Aim of the task
Return the following from the records below: each line, word for word, starting with the line that contains "Expected output: a single point for each instance of the round" and going on through the line that contains "Expected output: a single point for each instance of the corn", with nothing outside that range.
:::::
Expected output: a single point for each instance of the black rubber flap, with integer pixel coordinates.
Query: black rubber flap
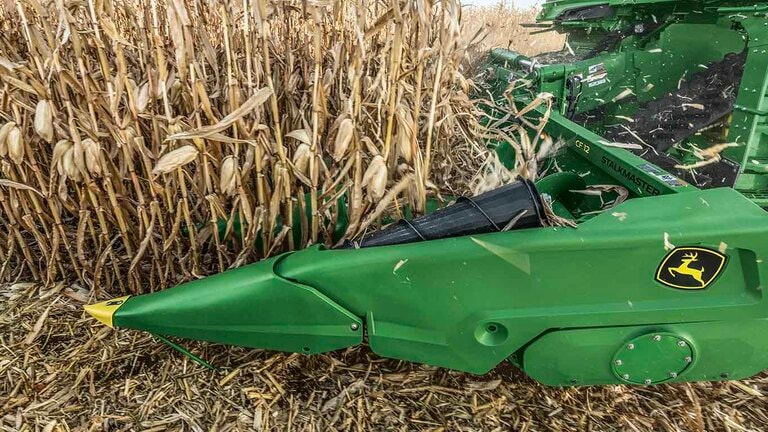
(514, 206)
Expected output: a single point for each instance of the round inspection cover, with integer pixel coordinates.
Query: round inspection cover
(652, 358)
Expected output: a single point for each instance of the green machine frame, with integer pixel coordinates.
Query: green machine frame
(664, 287)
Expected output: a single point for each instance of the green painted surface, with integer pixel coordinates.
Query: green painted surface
(468, 303)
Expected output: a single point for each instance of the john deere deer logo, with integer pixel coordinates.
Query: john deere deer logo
(690, 267)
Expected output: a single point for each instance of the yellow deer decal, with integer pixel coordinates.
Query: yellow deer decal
(685, 268)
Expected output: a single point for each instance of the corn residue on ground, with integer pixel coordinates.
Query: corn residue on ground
(144, 143)
(62, 371)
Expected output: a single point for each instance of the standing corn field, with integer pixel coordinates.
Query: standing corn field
(144, 143)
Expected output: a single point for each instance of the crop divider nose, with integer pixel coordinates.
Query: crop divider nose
(104, 311)
(184, 351)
:::::
Task answer
Expected output: a single point for each instance of the round inspection cover, with integer pixel coordinates.
Query: round inspection cover
(652, 358)
Expected output: a single point for each instance of the green machine frame, with integer pixel coordinates.
Query: green machine frame
(664, 287)
Expected output: a single point for each instance of the green painted surface, with integer pixel coordinates.
Query: green painted surface
(468, 303)
Expected output: a single point for each instance of the john deere deer logo, with integer pixel coordinates.
Query: john deere deer logo
(690, 267)
Expected output: a single point for each instance of the yellow deer decal, with integer pixel coordinates.
Query: yellow deer decal
(685, 268)
Expected output: a single point for each instance of the corn residue on ground, with integer pixel coordinates.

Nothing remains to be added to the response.